Text →
#####
In 1976, when he was new to the circuit, Narasimhan would print posters advertising his talks, and hire young boys to paste them on the walls of his neighbourhood. Or he would wake up at 4am, slip out into the pre-dawn cool and chalk his publicity onto the surface of busy roads: “Tonight, a lecture on the Ramayana, at such-and-such temple in Nungambakkam." Today, Narasimhan runs a small organization that schools children in the Vedas and that provides a stage for new upanyasam and harikatha performers.

One of these is S. Manikandan, a 23-year-old bank executive with a gentle, pleasant voice, who has a couple of dozen upanyasams behind him. He isn’t bashful about the propriety of dispensing sermons at such a young age. “Spirituality isn’t like that," he says. “You don’t have to have experienced everything to be able to read the scriptures." Every night, after work, he reads for an hour, taking notes and thinking through his material. “Whatever I’m reading, I’m sharing my thoughts on that. That’s all."
#####
What to work on → Extend the passage about Narasimhan and the young upanyasam performer S. Manikandan by writing what comes after its final sentence.

Source records →
#####
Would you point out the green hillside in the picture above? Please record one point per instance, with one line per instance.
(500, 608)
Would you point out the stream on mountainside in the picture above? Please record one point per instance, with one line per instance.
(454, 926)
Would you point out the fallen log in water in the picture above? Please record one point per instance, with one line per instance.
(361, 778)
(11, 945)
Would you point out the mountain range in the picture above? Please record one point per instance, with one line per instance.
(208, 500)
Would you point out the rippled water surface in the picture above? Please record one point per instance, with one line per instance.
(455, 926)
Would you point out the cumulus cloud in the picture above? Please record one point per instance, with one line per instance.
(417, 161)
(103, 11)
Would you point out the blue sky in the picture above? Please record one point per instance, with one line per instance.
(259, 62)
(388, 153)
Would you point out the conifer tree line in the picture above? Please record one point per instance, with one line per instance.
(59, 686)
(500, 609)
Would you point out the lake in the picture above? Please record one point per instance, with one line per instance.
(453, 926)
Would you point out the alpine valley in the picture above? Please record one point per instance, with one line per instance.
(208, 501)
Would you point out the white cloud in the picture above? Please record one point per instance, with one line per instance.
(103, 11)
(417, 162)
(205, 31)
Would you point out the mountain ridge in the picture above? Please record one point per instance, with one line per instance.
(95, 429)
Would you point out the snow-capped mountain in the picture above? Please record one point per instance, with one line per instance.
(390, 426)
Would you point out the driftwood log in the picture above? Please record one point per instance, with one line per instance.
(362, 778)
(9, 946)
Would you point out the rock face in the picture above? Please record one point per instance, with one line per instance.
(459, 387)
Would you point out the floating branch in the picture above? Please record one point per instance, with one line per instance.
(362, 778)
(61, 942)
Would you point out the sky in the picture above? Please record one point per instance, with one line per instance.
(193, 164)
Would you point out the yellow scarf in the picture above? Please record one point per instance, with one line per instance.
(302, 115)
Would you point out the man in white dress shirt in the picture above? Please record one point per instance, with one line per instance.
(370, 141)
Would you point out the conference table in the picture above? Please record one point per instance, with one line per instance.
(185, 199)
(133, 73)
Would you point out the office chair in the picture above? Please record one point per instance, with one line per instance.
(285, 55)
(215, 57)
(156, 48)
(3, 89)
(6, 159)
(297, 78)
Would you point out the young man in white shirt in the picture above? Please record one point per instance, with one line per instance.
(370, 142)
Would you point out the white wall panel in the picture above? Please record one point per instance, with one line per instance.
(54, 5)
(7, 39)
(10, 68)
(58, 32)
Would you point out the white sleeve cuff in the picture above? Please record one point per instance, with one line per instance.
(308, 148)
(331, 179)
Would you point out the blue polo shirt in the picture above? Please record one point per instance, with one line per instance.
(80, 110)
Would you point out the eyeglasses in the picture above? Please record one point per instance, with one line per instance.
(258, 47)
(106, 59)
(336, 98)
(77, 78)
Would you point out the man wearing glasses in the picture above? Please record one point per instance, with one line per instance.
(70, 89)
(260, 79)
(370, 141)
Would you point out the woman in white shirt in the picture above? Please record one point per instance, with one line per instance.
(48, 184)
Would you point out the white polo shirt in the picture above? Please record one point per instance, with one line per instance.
#####
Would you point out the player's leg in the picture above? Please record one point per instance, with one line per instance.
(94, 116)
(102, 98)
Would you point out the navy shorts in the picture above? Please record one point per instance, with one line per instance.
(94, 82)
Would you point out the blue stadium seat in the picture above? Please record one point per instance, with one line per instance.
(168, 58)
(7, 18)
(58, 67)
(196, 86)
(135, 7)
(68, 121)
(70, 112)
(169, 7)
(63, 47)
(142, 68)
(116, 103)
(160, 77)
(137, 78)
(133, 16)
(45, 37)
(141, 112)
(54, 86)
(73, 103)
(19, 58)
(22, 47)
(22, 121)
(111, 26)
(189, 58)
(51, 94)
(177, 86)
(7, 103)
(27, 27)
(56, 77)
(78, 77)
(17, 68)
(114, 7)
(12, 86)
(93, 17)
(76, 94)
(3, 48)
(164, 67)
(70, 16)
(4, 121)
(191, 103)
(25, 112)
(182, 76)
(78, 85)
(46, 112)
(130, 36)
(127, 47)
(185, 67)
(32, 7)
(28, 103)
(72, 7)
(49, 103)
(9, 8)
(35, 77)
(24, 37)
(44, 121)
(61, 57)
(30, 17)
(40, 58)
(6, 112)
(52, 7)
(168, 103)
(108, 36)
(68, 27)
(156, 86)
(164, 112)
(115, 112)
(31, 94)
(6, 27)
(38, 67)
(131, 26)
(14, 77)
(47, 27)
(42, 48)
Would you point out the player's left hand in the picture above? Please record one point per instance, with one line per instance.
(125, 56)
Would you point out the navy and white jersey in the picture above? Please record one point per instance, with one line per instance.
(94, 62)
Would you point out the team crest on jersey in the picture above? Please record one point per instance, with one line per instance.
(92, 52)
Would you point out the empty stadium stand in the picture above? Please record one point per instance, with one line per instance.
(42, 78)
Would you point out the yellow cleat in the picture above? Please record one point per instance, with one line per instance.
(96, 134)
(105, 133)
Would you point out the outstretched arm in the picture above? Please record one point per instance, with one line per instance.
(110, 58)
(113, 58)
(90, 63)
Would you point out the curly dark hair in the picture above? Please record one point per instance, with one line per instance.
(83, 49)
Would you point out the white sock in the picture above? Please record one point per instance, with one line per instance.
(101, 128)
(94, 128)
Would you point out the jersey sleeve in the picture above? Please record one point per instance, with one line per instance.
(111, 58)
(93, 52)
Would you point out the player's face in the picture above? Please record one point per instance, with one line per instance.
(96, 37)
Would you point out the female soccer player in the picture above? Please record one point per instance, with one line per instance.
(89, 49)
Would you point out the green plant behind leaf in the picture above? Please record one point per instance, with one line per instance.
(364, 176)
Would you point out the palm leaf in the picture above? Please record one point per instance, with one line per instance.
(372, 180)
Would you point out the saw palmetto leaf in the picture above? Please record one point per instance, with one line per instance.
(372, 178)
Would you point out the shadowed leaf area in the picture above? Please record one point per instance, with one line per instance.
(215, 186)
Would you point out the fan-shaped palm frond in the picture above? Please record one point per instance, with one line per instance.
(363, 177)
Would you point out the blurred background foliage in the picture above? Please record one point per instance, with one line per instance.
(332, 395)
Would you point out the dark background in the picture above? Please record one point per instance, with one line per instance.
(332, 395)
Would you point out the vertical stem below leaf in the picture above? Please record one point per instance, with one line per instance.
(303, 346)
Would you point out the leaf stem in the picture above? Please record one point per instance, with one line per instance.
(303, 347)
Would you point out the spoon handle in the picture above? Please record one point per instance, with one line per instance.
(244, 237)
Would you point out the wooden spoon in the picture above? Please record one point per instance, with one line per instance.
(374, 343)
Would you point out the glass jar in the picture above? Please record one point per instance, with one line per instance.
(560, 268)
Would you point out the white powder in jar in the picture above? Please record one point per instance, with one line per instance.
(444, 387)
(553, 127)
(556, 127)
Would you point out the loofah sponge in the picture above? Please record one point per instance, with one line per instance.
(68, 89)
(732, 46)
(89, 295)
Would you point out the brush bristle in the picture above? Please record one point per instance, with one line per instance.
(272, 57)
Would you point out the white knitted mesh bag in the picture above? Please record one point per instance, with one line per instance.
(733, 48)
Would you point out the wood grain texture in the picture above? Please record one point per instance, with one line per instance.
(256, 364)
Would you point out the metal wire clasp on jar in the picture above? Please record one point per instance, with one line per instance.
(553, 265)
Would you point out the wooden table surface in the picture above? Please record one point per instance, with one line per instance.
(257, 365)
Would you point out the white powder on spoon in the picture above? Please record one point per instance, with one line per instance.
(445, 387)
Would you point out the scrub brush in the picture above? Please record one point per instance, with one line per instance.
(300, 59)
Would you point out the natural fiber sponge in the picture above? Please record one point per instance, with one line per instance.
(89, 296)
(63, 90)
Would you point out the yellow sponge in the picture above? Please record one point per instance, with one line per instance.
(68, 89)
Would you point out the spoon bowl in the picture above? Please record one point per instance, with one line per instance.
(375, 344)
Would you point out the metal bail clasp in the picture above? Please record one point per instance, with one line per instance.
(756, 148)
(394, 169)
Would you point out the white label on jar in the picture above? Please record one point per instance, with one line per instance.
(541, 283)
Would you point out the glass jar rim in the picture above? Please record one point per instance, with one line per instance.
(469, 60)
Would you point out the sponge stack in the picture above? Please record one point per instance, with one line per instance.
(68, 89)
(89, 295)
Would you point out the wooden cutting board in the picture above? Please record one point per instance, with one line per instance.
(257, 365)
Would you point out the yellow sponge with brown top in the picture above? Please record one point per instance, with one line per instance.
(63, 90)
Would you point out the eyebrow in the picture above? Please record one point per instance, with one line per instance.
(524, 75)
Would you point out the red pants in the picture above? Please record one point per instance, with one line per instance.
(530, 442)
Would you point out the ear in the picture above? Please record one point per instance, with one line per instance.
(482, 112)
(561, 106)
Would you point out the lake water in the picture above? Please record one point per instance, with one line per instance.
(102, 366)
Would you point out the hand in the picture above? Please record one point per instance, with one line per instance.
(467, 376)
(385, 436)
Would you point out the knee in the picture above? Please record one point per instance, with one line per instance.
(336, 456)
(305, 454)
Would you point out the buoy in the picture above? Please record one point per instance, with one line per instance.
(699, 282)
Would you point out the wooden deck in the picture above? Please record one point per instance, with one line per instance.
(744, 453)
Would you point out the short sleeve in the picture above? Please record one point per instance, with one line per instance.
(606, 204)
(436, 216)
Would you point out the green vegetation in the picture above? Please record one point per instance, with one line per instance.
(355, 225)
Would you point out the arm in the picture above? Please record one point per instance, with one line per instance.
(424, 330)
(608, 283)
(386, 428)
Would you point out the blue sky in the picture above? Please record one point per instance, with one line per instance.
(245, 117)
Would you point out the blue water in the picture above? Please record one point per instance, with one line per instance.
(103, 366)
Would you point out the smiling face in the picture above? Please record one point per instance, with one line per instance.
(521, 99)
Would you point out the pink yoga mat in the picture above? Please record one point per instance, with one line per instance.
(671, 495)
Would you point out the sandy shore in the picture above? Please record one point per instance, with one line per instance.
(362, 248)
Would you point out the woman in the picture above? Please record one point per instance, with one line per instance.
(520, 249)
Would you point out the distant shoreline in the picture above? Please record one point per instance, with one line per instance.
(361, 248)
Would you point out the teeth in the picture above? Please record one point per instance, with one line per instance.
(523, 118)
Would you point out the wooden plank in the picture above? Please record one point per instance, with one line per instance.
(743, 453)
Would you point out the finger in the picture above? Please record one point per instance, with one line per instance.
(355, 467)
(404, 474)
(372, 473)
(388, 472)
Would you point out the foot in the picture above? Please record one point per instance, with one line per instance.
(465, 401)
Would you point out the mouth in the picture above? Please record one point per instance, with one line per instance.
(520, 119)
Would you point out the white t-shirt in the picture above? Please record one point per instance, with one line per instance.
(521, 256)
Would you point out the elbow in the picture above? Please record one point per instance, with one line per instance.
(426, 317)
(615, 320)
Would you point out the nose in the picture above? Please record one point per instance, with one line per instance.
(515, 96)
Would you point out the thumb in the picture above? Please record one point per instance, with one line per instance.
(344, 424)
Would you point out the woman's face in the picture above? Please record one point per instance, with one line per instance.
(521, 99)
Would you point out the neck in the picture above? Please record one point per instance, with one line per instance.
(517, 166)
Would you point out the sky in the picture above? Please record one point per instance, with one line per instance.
#####
Result of the task →
Studies

Sridhar, who says he studies every night between 10pm and 2am, has heard a particular grumble often. “For some reason, when somebody young says that he or she is in this field, people blink twice in surprise. It’s thought of as something for the elderly," he says. “’You’re doing this at this age?’ they’ll ask. Well, what age should I be?"

If anything, Sridhar insists, his youth gives him an advantage. He can—as he does—command special audiences of teenagers on his tours overseas, addressing them in shorts and a T-shirt, slipping in allusions to horcruxes or summer blockbuster films. He can lace his lectures with his generation’s liberalism, enjoining his listeners to look past the barriers of caste. “I can’t stand casteism, but I don’t make it appear as if this is just my opinion," he says.

“I quote people like (the Hindu reformer) Ramanuja, who said the same thing a thousand years ago. If I do that, people can’t question me and my inexperience."

Criticism

Venkatakrishnan has no quibbles with youth in itself, but he regards with weariness the hectoring tone and energetic moralizing of today’s harikathas. “If you listen to the performances of Saraswati Bai, you’ll hear none of this ‘In those days…’ or ‘We should all behave like this…’ sort of stuff," he says. “They were just beautifully told mythological stories, with maybe some asides about how to lead a good life. And they had a real sense of wit. What we see today is humour of the lowest order."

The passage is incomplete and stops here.